**WORK REQUEST:** Lines to be reproduced exactly: the one that holds "Objective: a point on each instance of the pink stocking" and all those after it through the end of the data. Include no others.
EXTRACTED MATERIAL: Begin
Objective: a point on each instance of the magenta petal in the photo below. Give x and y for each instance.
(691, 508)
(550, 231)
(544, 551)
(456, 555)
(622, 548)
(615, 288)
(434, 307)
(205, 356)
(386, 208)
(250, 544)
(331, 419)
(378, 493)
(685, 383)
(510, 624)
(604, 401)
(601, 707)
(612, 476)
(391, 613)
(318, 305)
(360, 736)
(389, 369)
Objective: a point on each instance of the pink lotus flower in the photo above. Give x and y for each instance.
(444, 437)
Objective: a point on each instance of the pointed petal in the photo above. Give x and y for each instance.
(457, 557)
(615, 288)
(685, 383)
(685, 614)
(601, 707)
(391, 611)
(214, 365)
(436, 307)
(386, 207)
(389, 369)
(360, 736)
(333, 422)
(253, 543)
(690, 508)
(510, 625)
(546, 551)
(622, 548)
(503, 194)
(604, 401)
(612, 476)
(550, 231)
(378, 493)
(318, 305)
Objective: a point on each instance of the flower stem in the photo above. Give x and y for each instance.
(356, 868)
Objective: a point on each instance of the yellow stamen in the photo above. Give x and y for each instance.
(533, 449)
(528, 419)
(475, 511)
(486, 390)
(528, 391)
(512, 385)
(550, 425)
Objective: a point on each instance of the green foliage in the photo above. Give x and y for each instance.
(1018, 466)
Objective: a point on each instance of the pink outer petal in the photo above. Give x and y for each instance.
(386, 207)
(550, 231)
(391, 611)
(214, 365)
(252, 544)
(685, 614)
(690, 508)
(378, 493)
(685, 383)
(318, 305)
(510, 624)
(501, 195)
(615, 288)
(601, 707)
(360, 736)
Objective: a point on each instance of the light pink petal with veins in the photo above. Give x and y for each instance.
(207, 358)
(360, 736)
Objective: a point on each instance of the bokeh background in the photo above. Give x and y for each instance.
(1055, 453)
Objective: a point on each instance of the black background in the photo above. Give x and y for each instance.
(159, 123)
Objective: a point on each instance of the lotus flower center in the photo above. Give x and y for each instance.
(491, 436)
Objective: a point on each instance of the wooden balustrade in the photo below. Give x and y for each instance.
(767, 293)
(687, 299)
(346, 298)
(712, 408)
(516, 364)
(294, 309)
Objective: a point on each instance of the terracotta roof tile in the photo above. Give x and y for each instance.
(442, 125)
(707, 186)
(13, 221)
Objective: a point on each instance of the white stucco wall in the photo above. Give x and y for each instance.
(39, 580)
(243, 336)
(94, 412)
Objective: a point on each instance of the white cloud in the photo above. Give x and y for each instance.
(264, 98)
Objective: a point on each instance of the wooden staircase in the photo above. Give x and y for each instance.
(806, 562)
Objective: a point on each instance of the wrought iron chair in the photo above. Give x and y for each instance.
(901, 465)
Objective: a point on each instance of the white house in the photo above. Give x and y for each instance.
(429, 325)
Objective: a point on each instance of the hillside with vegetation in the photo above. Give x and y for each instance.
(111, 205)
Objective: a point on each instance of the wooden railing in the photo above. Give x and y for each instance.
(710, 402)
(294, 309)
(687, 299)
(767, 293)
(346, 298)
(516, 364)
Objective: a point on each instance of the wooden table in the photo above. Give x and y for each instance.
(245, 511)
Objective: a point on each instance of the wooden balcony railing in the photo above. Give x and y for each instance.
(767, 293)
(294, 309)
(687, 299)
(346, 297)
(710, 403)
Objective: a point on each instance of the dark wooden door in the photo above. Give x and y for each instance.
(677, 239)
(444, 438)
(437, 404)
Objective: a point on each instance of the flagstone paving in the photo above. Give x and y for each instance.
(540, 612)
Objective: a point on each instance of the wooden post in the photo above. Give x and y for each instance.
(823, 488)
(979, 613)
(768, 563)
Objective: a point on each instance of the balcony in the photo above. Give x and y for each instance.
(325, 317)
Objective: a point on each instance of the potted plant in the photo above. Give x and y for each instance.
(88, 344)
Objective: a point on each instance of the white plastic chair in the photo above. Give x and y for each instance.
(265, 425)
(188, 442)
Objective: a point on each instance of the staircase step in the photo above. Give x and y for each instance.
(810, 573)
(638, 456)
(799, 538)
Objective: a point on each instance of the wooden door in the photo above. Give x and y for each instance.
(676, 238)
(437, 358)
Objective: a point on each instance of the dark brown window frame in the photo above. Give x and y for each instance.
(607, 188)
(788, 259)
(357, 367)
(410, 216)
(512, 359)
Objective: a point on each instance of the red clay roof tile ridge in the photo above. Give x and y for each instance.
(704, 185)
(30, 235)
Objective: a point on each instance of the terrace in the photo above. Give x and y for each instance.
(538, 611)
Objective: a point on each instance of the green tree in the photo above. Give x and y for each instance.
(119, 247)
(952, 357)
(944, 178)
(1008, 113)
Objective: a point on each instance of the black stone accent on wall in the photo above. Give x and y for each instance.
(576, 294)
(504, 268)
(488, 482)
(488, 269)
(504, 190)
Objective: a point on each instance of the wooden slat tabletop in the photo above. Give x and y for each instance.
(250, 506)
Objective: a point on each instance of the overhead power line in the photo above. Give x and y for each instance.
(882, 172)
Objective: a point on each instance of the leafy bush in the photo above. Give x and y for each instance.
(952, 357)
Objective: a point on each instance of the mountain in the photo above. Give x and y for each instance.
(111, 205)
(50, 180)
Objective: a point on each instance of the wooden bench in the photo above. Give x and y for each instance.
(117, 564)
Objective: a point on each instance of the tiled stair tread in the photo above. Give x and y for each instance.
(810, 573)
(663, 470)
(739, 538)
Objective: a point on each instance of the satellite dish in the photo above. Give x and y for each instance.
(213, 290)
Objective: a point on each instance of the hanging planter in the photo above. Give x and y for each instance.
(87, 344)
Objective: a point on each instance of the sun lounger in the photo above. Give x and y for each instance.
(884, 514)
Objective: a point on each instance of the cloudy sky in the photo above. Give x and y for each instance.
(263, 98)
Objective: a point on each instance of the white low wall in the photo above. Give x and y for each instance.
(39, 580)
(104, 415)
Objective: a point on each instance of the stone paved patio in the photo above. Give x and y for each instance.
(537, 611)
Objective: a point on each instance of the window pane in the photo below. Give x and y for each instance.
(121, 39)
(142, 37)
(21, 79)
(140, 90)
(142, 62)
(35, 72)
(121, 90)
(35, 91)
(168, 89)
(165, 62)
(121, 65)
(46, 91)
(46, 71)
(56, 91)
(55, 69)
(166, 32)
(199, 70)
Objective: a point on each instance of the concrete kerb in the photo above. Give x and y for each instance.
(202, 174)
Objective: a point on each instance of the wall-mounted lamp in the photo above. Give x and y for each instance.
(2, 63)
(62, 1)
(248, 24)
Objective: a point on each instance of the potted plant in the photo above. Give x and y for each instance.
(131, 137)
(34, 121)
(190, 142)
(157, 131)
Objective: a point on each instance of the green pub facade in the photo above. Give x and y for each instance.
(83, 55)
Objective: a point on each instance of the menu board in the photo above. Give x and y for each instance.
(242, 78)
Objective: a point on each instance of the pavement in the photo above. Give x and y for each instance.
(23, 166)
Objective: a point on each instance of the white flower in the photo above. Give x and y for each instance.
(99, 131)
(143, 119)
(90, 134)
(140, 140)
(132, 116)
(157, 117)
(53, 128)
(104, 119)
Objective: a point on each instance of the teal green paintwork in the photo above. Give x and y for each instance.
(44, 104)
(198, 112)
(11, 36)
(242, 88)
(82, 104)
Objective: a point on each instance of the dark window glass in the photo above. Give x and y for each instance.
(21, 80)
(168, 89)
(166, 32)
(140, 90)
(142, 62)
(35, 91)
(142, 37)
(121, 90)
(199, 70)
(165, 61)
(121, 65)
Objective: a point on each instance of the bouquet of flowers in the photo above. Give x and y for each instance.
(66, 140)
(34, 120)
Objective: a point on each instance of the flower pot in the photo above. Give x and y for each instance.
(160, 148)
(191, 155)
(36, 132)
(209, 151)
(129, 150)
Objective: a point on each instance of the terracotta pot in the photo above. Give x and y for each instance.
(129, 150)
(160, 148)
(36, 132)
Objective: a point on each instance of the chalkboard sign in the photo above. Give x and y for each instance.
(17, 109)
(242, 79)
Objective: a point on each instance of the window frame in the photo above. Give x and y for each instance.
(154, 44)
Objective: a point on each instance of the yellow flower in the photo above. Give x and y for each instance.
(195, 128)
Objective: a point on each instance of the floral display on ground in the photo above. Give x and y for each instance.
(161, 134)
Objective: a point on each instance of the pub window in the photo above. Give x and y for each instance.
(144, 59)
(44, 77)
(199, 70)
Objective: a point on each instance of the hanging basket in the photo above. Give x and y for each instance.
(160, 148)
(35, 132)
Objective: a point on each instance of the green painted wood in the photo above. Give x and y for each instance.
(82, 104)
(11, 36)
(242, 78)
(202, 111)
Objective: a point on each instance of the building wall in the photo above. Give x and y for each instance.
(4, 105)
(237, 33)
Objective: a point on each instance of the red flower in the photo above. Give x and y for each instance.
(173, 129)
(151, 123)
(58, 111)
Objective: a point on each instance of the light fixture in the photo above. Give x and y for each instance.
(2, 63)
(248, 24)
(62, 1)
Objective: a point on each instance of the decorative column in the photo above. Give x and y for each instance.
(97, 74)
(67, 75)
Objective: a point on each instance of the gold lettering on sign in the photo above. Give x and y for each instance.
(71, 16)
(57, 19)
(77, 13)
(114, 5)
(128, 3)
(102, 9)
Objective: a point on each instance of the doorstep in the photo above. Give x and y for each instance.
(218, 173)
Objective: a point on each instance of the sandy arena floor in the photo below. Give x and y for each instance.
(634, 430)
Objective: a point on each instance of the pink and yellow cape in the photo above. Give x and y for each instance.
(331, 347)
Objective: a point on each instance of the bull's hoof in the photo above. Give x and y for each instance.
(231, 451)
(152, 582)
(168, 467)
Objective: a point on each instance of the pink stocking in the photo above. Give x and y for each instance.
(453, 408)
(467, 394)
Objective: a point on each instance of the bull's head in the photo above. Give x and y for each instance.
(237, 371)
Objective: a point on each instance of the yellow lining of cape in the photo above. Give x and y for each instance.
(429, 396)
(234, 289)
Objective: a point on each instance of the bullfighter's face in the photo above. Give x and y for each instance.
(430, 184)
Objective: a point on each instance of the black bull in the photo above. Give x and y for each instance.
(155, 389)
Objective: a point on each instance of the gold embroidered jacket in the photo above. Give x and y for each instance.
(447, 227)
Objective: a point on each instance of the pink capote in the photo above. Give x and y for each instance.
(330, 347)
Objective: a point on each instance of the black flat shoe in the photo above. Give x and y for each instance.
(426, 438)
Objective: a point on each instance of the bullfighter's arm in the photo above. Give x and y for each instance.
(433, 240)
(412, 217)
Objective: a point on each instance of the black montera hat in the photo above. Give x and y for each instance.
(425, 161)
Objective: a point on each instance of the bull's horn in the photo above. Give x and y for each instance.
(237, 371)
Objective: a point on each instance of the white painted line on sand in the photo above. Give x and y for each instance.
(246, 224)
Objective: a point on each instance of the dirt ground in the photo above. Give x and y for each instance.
EXTRACTED MATERIAL: End
**TASK ANSWER:**
Objective: a point on each instance of the pink stocking in the photo above. Give x and y for each instance.
(453, 408)
(467, 394)
Objective: a point on each instance of the bull's head in the photo above. Give x and y for each instance.
(237, 371)
Objective: a point on each instance of the yellow lining of cape in the photo above. Give x and y for each instance.
(429, 396)
(234, 289)
Objective: a point on each instance of the bullfighter's face in the photo above. Give x and y for each instance.
(430, 184)
Objective: a point on each instance of the black bull in the photo above. Give x and y for each instance.
(155, 389)
Objective: a point on each instance of the gold embroidered jacket in the photo above. Give x and y for each instance.
(447, 227)
Objective: a point on each instance of the pink capote in the photo above. Give x and y for each instance.
(330, 347)
Objective: a point on each instance of the black flat shoe in the photo above. Give x and y for each instance.
(426, 438)
Objective: a point on each instance of the bullfighter's arm in the photo above. Give x and y for each instance.
(433, 240)
(412, 217)
Objective: a point on each instance of the black montera hat in the photo above. Give x and y for each instance.
(425, 161)
Objective: a point on each instance of the bull's horn in the photo above. Give x and y for each instance.
(237, 371)
Objective: a point on each instance of the white painted line on sand in the photo above. Give x and y for each instance.
(246, 224)
Objective: a point on each instance of the dirt ground in the photo above. Give x and y for each instance.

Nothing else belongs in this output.